*Work instruction*.
Every word of the data below has to be copied faithfully.

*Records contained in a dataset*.
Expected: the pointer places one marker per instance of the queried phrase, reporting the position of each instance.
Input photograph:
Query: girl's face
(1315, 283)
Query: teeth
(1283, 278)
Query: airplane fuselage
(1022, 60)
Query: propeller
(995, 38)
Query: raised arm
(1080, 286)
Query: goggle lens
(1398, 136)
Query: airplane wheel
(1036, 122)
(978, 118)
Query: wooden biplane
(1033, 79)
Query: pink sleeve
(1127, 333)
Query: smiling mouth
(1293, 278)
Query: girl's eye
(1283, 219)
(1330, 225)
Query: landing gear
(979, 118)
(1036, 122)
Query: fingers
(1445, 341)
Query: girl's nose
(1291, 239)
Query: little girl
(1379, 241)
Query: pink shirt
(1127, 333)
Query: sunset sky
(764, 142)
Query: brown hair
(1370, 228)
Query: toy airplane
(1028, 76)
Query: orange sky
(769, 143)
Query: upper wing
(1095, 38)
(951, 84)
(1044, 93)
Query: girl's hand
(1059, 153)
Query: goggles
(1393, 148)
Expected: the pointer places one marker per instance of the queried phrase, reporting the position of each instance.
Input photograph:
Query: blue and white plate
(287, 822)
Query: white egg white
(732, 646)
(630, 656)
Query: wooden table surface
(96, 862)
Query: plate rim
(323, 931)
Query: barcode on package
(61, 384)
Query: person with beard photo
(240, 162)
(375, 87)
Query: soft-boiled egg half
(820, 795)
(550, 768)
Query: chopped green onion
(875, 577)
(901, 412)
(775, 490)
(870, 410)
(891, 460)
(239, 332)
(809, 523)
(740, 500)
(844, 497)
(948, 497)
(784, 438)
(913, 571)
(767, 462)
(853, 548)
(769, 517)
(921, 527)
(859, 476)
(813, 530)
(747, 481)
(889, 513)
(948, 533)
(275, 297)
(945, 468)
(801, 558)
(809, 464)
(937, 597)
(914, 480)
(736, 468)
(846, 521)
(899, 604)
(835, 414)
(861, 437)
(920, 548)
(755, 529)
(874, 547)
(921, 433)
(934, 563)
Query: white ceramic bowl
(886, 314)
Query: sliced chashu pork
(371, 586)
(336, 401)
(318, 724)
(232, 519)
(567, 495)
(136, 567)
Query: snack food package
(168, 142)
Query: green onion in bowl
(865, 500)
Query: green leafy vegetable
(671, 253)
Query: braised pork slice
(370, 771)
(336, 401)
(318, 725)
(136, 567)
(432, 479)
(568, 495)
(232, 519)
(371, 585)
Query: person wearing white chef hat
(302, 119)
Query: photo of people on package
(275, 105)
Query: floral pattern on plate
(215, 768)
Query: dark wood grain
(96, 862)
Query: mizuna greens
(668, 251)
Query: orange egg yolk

*Task answer*.
Expected: the pointer places one marker per instance of the queried phrase, reporting the position of each instance.
Input photograph:
Query: girl's face
(1315, 283)
Query: teeth
(1283, 278)
Query: airplane fuselage
(1022, 60)
Query: propeller
(995, 38)
Query: raised arm
(1080, 286)
Query: goggle lens
(1398, 136)
Query: airplane wheel
(1036, 122)
(978, 118)
Query: wooden biplane
(1033, 79)
Query: pink sleeve
(1127, 333)
Query: smiling mouth
(1293, 278)
Query: girl's eye
(1283, 219)
(1330, 225)
Query: landing gear
(979, 118)
(1036, 122)
Query: fingers
(1445, 341)
Query: girl's nose
(1291, 239)
Query: little girl
(1379, 241)
Query: pink shirt
(1127, 333)
Query: sunset sky
(764, 142)
Query: brown hair
(1370, 228)
Query: toy airplane
(1028, 76)
Query: orange sky
(769, 143)
Query: upper wing
(1095, 38)
(951, 84)
(1044, 93)
Query: girl's hand
(1059, 153)
Query: goggles
(1393, 148)
Expected: the pointer places one marker per instance of the queried phrase, reporting the position of each instance.
Input photograph:
Query: blue and white plate
(287, 822)
Query: white egg white
(732, 646)
(630, 656)
Query: wooden table surface
(96, 862)
Query: plate rim
(323, 931)
Query: barcode on package
(61, 384)
Query: person with beard photo
(240, 162)
(375, 87)
Query: soft-boiled egg half
(820, 795)
(550, 768)
Query: chopped green onion
(875, 577)
(901, 412)
(775, 490)
(870, 410)
(891, 460)
(239, 332)
(809, 523)
(740, 500)
(844, 497)
(948, 497)
(784, 438)
(913, 571)
(767, 462)
(853, 548)
(769, 517)
(921, 527)
(859, 476)
(813, 530)
(747, 481)
(889, 513)
(948, 533)
(275, 297)
(945, 468)
(801, 558)
(809, 464)
(937, 597)
(914, 480)
(736, 468)
(846, 521)
(899, 604)
(835, 414)
(861, 437)
(920, 548)
(755, 529)
(874, 547)
(921, 433)
(934, 563)
Query: white ceramic bowl
(886, 314)
Query: sliced chashu pork
(371, 586)
(336, 401)
(318, 724)
(232, 519)
(567, 495)
(136, 567)
Query: snack food package
(168, 142)
Query: green onion in bowl
(865, 500)
Query: green leafy vegetable
(671, 253)
Query: braised pork slice
(370, 771)
(336, 401)
(318, 725)
(136, 567)
(432, 479)
(568, 495)
(232, 519)
(371, 585)
Query: person wearing white chef hat
(302, 119)
Query: photo of people on package
(275, 105)
Query: floral pattern on plate
(215, 768)
Query: dark wood grain
(96, 862)
Query: mizuna greens
(668, 251)
Query: orange egg yolk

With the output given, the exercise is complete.